BLOC DE TEXTE =
Elle consacre également le rôle de représentant des collectivités territoriales dévolu au Sénat par la Constitution, en proposant de conférer à notre Haute assemblée un pouvoir législatif équivalent à celui de l'Assemblée nationale pour les projets et propositions de loi relatifs à l'administration des collectivités locales.

" Donner un coup d'arrêt au processus actuel de remise en cause de la fiscalité locale ", telle est la philosophie de la présente proposition de loi constitutionnelle, ainsi que l'a exposé le président Christian Poncelet dans son allocution prononcée devant le Sénat le 6 octobre dernier.

Enoncé à l'article 72 de la Constitution, le principe de libre administration des collectivités territoriales n'a pu véritablement trouver sa signification qu'avec la globalisation des emprunts et des dotations versées par l'Etat aux collectivités locales ainsi qu'à travers le vote par celles-ci des impôts directs locaux.

EXTRAITS DE LISTE =

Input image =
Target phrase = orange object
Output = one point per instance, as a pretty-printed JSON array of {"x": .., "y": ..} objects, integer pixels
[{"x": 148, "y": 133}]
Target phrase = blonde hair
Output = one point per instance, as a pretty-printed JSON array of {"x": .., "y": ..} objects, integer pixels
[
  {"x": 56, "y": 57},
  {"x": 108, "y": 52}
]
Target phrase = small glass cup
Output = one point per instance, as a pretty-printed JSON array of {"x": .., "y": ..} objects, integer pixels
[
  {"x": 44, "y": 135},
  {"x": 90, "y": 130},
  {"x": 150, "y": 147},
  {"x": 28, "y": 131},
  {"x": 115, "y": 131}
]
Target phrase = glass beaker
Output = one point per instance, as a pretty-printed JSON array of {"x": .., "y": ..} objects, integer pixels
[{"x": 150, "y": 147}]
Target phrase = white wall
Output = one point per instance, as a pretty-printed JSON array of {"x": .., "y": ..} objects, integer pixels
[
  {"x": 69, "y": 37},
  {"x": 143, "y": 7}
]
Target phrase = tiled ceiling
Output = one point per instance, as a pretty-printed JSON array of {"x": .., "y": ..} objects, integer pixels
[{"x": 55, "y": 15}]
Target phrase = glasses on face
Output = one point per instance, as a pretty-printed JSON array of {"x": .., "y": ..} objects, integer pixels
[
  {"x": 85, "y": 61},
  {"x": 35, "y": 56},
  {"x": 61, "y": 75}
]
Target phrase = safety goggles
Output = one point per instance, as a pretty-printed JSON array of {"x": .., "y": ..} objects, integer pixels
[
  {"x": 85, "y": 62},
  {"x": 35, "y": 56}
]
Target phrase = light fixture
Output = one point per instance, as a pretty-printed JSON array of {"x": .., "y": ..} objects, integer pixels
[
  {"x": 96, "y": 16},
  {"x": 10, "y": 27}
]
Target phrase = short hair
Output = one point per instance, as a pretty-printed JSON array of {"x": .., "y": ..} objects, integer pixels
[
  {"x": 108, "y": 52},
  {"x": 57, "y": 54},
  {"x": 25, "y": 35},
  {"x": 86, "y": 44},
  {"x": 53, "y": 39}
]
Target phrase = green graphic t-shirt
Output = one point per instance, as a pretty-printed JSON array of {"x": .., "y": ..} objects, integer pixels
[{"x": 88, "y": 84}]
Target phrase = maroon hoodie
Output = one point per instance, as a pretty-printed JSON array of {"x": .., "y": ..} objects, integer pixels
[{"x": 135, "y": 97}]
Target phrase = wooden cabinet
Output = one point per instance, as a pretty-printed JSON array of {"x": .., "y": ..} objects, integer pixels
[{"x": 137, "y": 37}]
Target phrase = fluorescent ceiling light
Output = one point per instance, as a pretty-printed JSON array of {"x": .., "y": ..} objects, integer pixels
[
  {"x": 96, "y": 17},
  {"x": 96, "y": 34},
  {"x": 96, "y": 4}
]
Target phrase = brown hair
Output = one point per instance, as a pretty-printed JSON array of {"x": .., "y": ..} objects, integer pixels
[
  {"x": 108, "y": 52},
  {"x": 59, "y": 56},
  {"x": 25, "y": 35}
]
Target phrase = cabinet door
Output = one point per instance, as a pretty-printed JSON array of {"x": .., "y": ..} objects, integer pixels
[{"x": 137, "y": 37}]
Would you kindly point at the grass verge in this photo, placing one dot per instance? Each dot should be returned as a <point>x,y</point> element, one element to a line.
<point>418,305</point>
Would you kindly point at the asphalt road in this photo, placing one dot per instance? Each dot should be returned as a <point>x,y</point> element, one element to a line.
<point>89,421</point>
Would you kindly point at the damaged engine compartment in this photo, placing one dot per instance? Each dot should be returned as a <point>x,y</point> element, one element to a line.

CONSIGNES ÉCRITES =
A - Veuillez mettre à jour le texte sur la fiscalité locale : recopiez tout le passage allant de "Enoncé à l'article" jusqu'à "impôts directs locaux." en remplaçant "libre administration" par "autonomie".
B - Combien de lignes de la liste contiennent la chaîne "light", en tenant compte de la casse ? Répondez uniquement par ce nombre.

CORRIGÉ DES EXERCICES =
A -
Enoncé à l'article 72 de la Constitution, le principe de autonomie des collectivités territoriales n'a pu véritablement trouver sa signification qu'avec la globalisation des emprunts et des dotations versées par l'Etat aux collectivités locales ainsi qu'à travers le vote par celles-ci des impôts directs locaux.

B - 2